Text provided =
I moved to Italy when I was still racing because it’s a fantastic place to train, but also because the culture here is, work hard for 8 hours a day, then go eat food, drink nice wine, hang-out with family and friends, and talk, and you know, do something with your day besides work. And that ethos certainly works well with cycling. I’m not a genius, I just find great places to ride, interesting sights, wineries, mills, farms and hobby farms, and fun people, who when stoned on endorphins, appreciate great food and wine. In minutes or even seconds regardless of what you’re doing, the culture in Italy always comes back to food because lunch and dinner are sometimes the two most important events of the day.
See along the way
I tell people half the fun is riding on social rides, with pretty fit people and plenty of guides to care for all the different abilities, and to point out local sites. Most of my clients are from America and flying all the way to Italy, just to hammer on your bike doesn’t make much sense to me.
I often have guests tell me on the first day – “You know I could just fly home right now, that was such an awesome ride, it would all be worth it.” I’ve prepared them and told them a little bit about what to expect – mostly just trying to get them physically ready for the challenge. And I try to get the gung-ho, racer-types to slow down, like, ‘let’s not hammer because there are too many cool things to see along the way.’ It’s all just a hunch. It’s so cool to be with people that haven’t ridden together and to watch things click into place, and to see all those nuances that make a great day unfold.
Slowing down to see something that as an organizer I probably should ignore, is often worth it because those can be the best things of the whole day or trip. It’s about getting into the rhythm of things. It’s about being awake.
My favorite ride is a 12 kilometer section of road between Sassetta, my home village, and Suvereto. It drops three hundred meters and there’s not one straight-away, it’s all turns but no hairpins. One day I counted 287 turns, the locals hate it because it’s so twisty and turny. It’s my favorite road on the planet. I’ve lived on that road for 29 years or so and I like it more every time I ride it.
I sweat it completely
I sweat it completely. I can’t just take people on my favorite roads because some are obscure or hard to get to or too steep. I really like ridge roads in Tuscany. It’s all corrugated so if you can get up on a ridge instead of being in a valley or just crossing all the ridges, it’s just a lot more fun. You do maybe one climb and maybe it dips along the ridge, and I just love having a view in both directions.

Supplied material =
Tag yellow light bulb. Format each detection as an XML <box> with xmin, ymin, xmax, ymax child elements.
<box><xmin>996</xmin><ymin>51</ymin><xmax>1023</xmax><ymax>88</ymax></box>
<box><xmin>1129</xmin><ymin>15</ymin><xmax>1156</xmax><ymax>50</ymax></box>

Exercise tasks =
a: In the text about cycling in Italy, how many turns did the writer count one day on the road between Sassetta and Suvereto?
b: Can you rewrite the passage of the text about cycling in Italy starting at "Slowing down to" and ending at "time I ride it.", renaming "village" to "town"?
Use only the text about cycling in Italy.

The solutions =
a: 287 turns.

b:
Slowing down to see something that as an organizer I probably should ignore, is often worth it because those can be the best things of the whole day or trip. It’s about getting into the rhythm of things. It’s about being awake.
My favorite ride is a 12 kilometer section of road between Sassetta, my home town, and Suvereto. It drops three hundred meters and there’s not one straight-away, it’s all turns but no hairpins. One day I counted 287 turns, the locals hate it because it’s so twisty and turny. It’s my favorite road on the planet. I’ve lived on that road for 29 years or so and I like it more every time I ride it.